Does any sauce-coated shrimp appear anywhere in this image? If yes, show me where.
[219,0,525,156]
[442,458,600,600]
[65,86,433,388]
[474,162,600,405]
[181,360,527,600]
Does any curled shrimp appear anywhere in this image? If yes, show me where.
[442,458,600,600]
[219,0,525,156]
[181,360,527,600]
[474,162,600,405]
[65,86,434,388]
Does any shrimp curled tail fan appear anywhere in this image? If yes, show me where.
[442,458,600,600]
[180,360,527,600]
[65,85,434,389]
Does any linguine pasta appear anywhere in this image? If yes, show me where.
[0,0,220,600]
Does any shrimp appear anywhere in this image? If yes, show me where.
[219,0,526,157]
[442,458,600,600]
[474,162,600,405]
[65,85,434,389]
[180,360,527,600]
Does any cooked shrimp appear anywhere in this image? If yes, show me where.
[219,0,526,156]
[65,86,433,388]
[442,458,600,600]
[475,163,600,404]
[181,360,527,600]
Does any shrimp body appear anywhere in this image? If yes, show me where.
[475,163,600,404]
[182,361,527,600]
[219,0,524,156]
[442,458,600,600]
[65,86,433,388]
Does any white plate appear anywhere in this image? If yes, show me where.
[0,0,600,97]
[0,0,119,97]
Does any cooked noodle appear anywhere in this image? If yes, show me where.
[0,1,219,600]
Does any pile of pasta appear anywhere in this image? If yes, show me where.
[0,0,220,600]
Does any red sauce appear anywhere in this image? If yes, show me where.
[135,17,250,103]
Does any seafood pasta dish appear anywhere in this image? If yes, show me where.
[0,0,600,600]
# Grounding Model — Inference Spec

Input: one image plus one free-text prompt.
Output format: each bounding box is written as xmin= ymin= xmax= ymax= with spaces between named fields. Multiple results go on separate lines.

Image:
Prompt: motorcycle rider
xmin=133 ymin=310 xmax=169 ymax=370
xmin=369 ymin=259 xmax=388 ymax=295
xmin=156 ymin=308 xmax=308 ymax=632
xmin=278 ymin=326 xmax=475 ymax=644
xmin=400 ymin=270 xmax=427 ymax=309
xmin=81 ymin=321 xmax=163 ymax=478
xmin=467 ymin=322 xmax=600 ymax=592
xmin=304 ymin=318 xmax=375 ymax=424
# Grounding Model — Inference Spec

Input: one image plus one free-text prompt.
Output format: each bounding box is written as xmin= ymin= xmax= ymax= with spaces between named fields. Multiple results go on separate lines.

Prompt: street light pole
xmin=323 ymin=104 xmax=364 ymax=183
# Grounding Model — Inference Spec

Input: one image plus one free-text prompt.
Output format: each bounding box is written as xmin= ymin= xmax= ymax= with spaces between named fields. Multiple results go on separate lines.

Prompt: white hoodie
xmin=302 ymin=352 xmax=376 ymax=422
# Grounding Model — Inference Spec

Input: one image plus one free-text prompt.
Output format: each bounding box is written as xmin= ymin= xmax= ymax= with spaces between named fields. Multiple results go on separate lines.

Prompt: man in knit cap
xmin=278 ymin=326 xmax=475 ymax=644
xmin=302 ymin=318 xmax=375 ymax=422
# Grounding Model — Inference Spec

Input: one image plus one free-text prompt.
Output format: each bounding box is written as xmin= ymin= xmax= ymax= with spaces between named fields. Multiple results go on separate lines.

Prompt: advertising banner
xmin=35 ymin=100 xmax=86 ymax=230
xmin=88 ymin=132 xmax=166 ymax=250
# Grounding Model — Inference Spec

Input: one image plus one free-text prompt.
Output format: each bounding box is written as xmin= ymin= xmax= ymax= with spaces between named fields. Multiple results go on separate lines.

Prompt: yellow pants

* * * * * * *

Rewrite every line of the entries above as a JSON list of strings, one string per line, with blank lines omitted.

● **Answer to the problem**:
[
  "Does any sauce-coated shrimp appear anywhere in this image? If yes, show me where.",
  "[219,0,525,156]",
  "[442,458,600,600]",
  "[65,86,433,388]",
  "[474,162,600,405]",
  "[181,360,527,600]",
  "Does any curled shrimp appear anywhere in this image? If yes, show me where.",
  "[442,458,600,600]",
  "[219,0,525,156]",
  "[181,360,527,600]",
  "[474,162,600,405]",
  "[65,86,434,388]",
  "Does any shrimp curled tail fan appear anywhere in this image? If yes, show me where.",
  "[442,458,600,600]",
  "[180,360,527,600]",
  "[65,85,434,389]",
  "Does any linguine pasta appear anywhere in this image? If yes, show me where.",
  "[0,0,220,600]",
  "Does any shrimp appear anywhere in this image? If yes, show me where.",
  "[219,0,526,157]",
  "[442,458,600,600]",
  "[474,162,600,405]",
  "[65,85,434,389]",
  "[180,360,527,600]",
  "Does any cooked shrimp appear anywhere in this image? If yes, show me where.",
  "[219,0,526,156]",
  "[65,86,433,388]",
  "[442,458,600,600]",
  "[475,163,600,404]",
  "[181,360,527,600]",
  "Does any shrimp body appear anywhere in this image? If yes, show me where.",
  "[475,163,600,404]",
  "[182,361,527,600]",
  "[219,0,524,156]",
  "[442,458,600,600]",
  "[65,86,433,388]",
  "Does any white plate appear anywhere in this image? If yes, show me where.",
  "[0,0,600,97]",
  "[0,0,119,97]",
  "Does any cooked noodle appear anywhere in this image? If yes, show me where.",
  "[0,1,219,600]",
  "Does any pile of pasta appear anywhere in this image? If yes, show me where.",
  "[0,0,220,600]",
  "Does any red sauce appear anywhere in this image? If yes, show me where.",
  "[135,17,250,103]",
  "Does any seafood pasta dish appear anywhere in this image? If yes, show me where.",
  "[0,0,600,600]",
  "# Grounding Model — Inference Spec",
  "Input: one image plus one free-text prompt.",
  "Output format: each bounding box is written as xmin= ymin= xmax= ymax= with spaces between named fields. Multiple results go on separate lines.",
  "Image:",
  "Prompt: motorcycle rider",
  "xmin=133 ymin=310 xmax=169 ymax=370",
  "xmin=369 ymin=259 xmax=388 ymax=295",
  "xmin=156 ymin=308 xmax=308 ymax=632",
  "xmin=278 ymin=326 xmax=475 ymax=644",
  "xmin=400 ymin=270 xmax=427 ymax=309",
  "xmin=81 ymin=321 xmax=163 ymax=478",
  "xmin=467 ymin=322 xmax=600 ymax=592",
  "xmin=304 ymin=318 xmax=375 ymax=424",
  "# Grounding Model — Inference Spec",
  "Input: one image plus one free-text prompt.",
  "Output format: each bounding box is written as xmin= ymin= xmax= ymax= with spaces between named fields. Multiple results go on separate lines.",
  "Prompt: street light pole",
  "xmin=323 ymin=104 xmax=364 ymax=183",
  "# Grounding Model — Inference Spec",
  "Input: one image plus one free-text prompt.",
  "Output format: each bounding box is written as xmin= ymin= xmax= ymax= with spaces between named fields. Multiple results go on separate lines.",
  "Prompt: white hoodie",
  "xmin=302 ymin=352 xmax=376 ymax=422",
  "# Grounding Model — Inference Spec",
  "Input: one image plus one free-text prompt.",
  "Output format: each bounding box is written as xmin= ymin= xmax= ymax= with spaces between named fields. Multiple results go on separate lines.",
  "Prompt: man in knit cap",
  "xmin=278 ymin=326 xmax=475 ymax=644",
  "xmin=302 ymin=318 xmax=375 ymax=422",
  "# Grounding Model — Inference Spec",
  "Input: one image plus one free-text prompt.",
  "Output format: each bounding box is written as xmin= ymin= xmax= ymax= with spaces between named fields. Multiple results go on separate lines.",
  "Prompt: advertising banner",
  "xmin=35 ymin=100 xmax=86 ymax=230",
  "xmin=88 ymin=132 xmax=166 ymax=250",
  "# Grounding Model — Inference Spec",
  "Input: one image plus one free-text prompt.",
  "Output format: each bounding box is written as xmin= ymin= xmax= ymax= with spaces between named fields. Multiple results go on separate lines.",
  "Prompt: yellow pants"
]